■ Document excerpt:
* * *

Posted in Newsletter
By: Tom Gentile on July 6th, 2022 • 7 mins read
Originally published on June 29th, 2022. Subscribe for early access!
Wishing everyone a Happy and Safe 4th of July!
We are at the end of the first half of the year.
There is much work for the Fed to do in its efforts to fight off inflation that’s at 40-yr highs, the Russia-Ukraine conflict is still going on, we have slowing consumer spending and home sales and more interest rate hikes seem to be coming.
Despite all this I still believe in the markets and will work to capitalize on a market environment which is more bearish than bullish right now.
I believe in this country and no matter what we are going through currently, over time, I believe the prospect of prosperity will be there for us all!
— Tom Gentile
C1P: Chief 1-Percenter
Four Corners of the Market
SPY is at a tricky spot technically speaking for forming a directional bias for it.
It is up oof the recent pivot low.
It had gapped down to 380 prior to making that low. That could have acted like an old support point becoming new resistance, but SPY bounced p to hit a resistance at 390, instead.
It has now rolled back a bit to test that 380 point as a potential support.
IF is a commonly used word for technicians as in, IF buyers step in at this price point and start accumulating SPY and equities overall this could be support and we get a bounce or even better another up leg taking out the prior pivot high at 390.
If buyers don’t step in and instead selling continues we could attack the lows, which is the start point of this recent up leg.
TLT bumped up against the 114-price area now a couple of times, which gives a bit more visual conviction that this price area could be resistance.
That price area was previous support so that technical pattern is with TLT, but there is another technical pattern that may be forming that if it resolves itself to the upside could bring about a decent pop for TLT.
I annotated the chart above with an inclined or upward sloping support line indicating the recent price action is headed up.
At this juncture it remains to be seen if TLT breaks out above resistance of this triangle pattern.
If it does one could take the widest distance of the triangle and calculate the price amount difference, then add that price amount to the price point of the breakout.
That could be a price target for TLT if it indeed breaks out.
It has been said various times there tends to be an inverse correlation between the US Dollar and US Equities.
Take a look at the chart on the SPY the last 3-trading days and the same on UUP and you can visually see this being the case.
IT is not a perfect inverse correlation, but it happens enough that when assessing a directional expectation for equities I like to look at a chart on UUP to see what its price action looks like.
Note the price intervals to the left of the chart aren’t large.
The price move in UUP isn’t that robust and thus, I don’t attempt to trade it nor options on it.
Again, I analyze the chart on UUP as a gauge to assess potential direction of US equities.
Darknet B Bullish signal which is pivot low (1). Bearish Candle Reversal Pattern – Bearish Engulfing Pattern (2).
Real short-term leg down that from a Fibonacci retracement perspective shows the reversal pattern happened at the 50% Fib level. Might portend another move down.
Regarding GLS trading in a box range as pointed out last week, here we are a week later, and it is still in the box range.

* * *

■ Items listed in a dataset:
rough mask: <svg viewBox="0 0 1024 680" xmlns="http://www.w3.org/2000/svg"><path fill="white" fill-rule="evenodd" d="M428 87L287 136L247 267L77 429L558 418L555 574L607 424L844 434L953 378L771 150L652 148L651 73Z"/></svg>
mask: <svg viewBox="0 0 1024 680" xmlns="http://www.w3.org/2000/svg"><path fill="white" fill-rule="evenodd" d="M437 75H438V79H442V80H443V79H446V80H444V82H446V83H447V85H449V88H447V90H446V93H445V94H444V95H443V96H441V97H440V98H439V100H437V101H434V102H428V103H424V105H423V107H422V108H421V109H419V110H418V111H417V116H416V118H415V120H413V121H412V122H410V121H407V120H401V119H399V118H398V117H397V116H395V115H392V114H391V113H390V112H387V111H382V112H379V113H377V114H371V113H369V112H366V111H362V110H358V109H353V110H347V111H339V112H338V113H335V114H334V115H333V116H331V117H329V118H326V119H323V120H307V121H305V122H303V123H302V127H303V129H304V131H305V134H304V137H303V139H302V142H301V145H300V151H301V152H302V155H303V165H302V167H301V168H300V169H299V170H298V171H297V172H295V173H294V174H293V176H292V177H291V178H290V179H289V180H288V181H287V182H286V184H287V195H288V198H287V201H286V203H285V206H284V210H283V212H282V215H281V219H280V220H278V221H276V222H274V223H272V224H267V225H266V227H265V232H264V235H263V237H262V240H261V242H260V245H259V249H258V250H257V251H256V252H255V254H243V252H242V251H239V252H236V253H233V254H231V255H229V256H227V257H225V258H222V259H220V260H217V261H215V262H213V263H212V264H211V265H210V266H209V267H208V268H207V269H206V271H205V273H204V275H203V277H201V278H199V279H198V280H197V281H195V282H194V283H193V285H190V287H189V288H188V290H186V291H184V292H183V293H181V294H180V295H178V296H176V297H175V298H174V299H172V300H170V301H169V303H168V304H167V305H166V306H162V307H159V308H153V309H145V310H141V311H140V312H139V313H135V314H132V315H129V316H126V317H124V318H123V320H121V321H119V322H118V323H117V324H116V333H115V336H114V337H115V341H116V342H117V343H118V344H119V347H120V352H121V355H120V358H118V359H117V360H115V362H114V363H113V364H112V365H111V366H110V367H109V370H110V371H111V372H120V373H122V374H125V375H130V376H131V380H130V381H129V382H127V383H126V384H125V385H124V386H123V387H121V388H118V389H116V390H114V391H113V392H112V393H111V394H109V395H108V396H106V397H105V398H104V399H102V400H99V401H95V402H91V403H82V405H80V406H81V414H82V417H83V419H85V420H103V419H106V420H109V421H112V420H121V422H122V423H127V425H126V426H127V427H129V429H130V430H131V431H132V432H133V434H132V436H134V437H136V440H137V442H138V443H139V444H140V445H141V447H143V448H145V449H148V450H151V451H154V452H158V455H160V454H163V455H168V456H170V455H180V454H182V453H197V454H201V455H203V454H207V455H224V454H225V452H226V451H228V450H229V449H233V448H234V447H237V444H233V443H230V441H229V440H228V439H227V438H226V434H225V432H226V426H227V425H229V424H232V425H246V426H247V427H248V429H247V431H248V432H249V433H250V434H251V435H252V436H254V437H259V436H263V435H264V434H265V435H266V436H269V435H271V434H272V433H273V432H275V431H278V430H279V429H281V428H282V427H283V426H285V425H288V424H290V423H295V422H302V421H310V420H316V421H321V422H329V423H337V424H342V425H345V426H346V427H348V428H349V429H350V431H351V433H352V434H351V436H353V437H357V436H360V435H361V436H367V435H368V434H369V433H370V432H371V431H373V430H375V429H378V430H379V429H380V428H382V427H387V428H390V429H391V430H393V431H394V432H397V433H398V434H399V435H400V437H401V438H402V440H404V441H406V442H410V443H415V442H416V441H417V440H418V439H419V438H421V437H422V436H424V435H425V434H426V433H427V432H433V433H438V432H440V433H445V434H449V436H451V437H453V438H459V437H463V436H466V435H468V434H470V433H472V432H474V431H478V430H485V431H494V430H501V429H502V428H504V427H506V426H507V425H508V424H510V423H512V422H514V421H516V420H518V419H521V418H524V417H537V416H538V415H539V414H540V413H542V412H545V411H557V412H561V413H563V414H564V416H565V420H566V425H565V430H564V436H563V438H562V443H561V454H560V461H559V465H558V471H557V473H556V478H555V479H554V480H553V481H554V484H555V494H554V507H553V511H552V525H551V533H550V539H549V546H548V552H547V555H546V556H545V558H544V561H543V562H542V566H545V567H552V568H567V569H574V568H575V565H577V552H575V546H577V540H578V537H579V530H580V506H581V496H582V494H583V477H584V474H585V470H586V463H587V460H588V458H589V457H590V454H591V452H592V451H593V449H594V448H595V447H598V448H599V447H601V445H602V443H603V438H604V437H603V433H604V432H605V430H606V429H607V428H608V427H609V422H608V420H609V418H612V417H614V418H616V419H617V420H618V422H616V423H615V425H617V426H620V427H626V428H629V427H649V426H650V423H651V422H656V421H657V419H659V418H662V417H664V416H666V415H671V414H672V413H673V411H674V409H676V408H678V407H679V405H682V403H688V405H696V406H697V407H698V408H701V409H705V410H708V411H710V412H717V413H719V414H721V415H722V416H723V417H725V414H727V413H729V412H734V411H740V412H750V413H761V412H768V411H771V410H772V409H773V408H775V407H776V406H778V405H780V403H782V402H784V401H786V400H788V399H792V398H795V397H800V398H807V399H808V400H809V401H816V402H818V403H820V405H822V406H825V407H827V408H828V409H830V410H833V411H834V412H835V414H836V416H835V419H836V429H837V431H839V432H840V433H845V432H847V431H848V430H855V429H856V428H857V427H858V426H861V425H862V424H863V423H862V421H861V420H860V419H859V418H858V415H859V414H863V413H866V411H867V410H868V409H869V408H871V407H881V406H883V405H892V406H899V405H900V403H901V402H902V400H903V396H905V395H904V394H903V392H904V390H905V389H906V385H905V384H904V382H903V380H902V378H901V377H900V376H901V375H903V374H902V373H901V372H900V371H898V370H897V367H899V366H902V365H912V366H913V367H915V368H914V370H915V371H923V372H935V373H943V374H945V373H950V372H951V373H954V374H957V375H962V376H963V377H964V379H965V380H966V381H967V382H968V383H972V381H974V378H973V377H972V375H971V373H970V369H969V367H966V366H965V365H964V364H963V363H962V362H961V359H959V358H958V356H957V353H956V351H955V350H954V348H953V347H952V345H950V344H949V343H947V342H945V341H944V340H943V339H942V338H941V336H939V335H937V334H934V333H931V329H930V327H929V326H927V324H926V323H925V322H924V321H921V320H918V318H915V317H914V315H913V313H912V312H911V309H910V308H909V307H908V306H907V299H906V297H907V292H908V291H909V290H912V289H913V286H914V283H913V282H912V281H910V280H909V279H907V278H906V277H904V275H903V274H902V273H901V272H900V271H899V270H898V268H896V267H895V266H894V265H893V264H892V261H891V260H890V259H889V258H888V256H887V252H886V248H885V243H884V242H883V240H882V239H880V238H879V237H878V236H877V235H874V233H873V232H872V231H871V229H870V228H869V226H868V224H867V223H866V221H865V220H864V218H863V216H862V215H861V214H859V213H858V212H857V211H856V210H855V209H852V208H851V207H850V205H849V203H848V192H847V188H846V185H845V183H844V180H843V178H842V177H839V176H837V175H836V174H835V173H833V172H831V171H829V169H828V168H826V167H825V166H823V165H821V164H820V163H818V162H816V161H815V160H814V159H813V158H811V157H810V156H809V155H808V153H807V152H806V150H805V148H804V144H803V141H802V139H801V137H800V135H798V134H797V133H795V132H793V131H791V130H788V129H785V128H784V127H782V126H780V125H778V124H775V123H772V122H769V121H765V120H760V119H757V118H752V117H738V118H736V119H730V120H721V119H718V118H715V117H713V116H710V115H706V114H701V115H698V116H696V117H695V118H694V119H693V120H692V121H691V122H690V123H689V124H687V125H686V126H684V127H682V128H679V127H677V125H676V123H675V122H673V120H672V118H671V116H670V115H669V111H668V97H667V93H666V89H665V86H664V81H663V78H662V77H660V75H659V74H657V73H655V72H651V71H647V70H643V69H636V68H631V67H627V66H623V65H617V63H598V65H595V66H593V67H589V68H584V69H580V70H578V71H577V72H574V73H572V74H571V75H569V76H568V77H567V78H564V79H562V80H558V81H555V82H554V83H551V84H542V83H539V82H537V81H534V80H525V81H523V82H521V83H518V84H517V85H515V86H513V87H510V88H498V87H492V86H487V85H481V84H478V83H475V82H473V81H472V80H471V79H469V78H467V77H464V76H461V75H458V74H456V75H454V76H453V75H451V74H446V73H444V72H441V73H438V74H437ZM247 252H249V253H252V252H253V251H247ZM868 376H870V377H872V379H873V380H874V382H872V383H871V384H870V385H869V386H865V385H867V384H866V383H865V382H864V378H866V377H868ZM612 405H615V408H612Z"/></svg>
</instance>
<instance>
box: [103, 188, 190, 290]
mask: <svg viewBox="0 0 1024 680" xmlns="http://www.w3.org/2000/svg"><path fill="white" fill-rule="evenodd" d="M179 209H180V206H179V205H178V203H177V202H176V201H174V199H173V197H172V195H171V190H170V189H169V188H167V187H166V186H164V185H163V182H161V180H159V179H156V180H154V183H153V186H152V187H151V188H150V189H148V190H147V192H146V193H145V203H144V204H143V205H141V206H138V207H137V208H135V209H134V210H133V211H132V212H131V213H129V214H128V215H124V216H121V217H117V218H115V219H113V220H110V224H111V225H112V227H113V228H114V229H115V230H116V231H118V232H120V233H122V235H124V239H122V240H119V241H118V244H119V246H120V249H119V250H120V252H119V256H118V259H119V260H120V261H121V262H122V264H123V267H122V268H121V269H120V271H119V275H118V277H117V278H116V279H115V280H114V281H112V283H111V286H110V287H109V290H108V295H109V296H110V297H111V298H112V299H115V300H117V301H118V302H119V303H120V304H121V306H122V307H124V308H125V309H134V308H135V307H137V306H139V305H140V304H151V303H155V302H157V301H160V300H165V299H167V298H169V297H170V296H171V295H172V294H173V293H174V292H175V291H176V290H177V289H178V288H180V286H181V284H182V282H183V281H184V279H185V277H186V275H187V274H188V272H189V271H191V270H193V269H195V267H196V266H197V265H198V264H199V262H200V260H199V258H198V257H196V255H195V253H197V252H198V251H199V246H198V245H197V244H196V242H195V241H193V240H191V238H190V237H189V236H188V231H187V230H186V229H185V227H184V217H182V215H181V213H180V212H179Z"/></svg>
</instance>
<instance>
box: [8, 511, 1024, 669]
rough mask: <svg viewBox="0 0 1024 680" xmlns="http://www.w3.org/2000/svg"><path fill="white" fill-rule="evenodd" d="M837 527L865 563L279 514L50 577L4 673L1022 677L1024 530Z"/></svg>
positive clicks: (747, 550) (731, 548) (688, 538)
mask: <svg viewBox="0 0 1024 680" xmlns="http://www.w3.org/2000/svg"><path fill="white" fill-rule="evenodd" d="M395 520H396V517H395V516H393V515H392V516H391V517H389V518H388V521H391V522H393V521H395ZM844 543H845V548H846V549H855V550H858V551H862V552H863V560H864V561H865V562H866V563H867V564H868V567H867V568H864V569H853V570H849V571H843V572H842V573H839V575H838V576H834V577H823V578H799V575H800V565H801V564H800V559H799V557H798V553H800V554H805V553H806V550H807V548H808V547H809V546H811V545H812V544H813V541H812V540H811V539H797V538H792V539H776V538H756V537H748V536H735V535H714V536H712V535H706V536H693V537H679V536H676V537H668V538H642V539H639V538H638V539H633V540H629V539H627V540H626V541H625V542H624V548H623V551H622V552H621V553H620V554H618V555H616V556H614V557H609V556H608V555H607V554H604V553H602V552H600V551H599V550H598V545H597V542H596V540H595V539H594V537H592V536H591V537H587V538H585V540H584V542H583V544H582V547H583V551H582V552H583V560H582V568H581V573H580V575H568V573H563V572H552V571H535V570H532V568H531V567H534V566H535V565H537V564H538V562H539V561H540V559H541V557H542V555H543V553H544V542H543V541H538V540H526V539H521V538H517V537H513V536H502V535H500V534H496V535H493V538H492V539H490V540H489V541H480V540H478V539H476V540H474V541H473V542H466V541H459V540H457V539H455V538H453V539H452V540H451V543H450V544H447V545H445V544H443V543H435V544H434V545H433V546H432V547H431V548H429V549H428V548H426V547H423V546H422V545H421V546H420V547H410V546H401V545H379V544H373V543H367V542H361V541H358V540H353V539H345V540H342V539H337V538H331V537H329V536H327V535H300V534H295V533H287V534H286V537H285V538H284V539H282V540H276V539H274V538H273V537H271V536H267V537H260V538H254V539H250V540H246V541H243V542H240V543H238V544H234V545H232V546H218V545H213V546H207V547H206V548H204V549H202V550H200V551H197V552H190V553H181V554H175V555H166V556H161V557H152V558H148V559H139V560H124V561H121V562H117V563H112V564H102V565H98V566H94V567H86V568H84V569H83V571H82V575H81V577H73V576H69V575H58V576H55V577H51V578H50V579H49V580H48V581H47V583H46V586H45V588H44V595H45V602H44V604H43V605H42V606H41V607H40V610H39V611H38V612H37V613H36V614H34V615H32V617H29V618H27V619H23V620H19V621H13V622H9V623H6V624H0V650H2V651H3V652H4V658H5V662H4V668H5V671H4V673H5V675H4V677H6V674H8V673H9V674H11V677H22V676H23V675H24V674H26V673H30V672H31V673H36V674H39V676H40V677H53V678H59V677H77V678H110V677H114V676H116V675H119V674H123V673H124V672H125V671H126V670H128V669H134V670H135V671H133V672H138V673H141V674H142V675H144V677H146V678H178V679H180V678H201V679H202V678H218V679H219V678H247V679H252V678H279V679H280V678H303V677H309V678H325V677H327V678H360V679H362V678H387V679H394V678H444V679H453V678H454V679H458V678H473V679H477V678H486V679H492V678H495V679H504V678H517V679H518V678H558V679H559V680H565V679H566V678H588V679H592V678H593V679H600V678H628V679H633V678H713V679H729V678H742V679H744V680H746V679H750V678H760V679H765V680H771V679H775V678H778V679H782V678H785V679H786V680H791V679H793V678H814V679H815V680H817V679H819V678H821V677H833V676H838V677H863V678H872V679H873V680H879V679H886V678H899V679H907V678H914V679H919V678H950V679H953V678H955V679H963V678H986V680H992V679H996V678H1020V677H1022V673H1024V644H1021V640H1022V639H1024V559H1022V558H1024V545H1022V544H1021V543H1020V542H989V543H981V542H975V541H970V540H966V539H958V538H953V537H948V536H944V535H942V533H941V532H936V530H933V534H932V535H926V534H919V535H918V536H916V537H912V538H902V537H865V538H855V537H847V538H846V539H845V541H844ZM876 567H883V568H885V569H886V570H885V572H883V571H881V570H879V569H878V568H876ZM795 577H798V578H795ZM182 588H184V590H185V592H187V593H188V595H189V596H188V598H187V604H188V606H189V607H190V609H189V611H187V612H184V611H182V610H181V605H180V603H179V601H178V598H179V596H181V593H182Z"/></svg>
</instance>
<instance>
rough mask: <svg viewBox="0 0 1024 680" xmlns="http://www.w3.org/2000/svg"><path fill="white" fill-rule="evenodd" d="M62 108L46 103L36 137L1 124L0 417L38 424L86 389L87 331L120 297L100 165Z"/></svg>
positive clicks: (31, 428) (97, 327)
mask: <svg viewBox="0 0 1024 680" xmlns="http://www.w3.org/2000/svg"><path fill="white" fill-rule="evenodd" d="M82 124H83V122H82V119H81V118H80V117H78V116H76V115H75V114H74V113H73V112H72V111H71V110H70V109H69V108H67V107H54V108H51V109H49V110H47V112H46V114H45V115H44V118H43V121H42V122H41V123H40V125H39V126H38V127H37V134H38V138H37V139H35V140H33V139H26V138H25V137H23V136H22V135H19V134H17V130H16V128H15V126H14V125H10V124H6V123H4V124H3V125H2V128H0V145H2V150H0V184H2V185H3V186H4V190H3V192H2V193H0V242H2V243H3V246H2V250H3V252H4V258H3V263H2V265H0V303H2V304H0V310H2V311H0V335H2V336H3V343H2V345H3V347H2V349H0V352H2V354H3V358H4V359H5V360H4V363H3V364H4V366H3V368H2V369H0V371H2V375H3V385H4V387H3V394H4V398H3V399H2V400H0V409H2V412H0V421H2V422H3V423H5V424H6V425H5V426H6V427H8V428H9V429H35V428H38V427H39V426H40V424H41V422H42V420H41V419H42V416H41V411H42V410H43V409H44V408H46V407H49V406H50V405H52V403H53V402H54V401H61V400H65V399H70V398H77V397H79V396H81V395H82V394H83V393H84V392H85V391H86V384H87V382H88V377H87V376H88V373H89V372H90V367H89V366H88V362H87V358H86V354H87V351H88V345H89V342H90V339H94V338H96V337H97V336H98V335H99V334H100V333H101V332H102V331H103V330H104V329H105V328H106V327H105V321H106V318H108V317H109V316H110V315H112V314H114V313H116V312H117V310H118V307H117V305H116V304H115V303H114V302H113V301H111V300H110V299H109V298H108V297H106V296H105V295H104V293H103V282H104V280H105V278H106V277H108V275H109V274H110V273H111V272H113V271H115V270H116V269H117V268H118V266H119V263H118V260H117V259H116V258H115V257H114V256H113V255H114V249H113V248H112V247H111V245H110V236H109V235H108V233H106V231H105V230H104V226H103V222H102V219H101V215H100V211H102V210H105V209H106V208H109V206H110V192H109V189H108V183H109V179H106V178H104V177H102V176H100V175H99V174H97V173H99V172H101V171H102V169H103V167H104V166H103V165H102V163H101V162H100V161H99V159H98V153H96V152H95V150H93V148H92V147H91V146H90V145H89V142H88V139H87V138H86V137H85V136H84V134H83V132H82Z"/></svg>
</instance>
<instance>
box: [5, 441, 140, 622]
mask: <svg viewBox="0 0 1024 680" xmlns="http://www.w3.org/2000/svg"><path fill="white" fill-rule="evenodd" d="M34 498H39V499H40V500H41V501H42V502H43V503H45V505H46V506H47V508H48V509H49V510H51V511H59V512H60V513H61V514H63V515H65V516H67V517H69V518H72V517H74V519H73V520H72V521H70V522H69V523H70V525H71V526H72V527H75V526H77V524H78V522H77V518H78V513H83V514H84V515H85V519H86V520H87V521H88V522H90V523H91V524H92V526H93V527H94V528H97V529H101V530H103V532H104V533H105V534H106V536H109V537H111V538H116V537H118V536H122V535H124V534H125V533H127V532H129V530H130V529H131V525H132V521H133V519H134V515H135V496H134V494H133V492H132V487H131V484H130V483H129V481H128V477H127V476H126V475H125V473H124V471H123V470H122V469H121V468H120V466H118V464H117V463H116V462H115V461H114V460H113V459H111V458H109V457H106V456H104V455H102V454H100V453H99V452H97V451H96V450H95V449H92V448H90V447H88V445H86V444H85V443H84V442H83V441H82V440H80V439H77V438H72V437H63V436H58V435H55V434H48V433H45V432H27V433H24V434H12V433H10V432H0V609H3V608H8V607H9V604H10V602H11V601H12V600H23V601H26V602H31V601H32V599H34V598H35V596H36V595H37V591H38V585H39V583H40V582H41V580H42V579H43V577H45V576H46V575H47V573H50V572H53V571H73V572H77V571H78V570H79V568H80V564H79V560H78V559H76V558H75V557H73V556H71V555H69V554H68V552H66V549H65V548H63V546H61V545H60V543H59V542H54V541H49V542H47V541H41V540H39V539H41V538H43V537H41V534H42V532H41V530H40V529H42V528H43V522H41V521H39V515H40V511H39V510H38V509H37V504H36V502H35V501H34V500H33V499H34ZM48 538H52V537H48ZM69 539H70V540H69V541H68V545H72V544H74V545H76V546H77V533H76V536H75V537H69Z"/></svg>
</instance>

* * *

■ Required action:
Set down everything in the market newsletter from "It is up oof" down to "recent up leg.", word for word.

■ Answer for the task:
It is up oof the recent pivot low.
It had gapped down to 380 prior to making that low. That could have acted like an old support point becoming new resistance, but SPY bounced p to hit a resistance at 390, instead.
It has now rolled back a bit to test that 380 point as a potential support.
IF is a commonly used word for technicians as in, IF buyers step in at this price point and start accumulating SPY and equities overall this could be support and we get a bounce or even better another up leg taking out the prior pivot high at 390.
If buyers don’t step in and instead selling continues we could attack the lows, which is the start point of this recent up leg.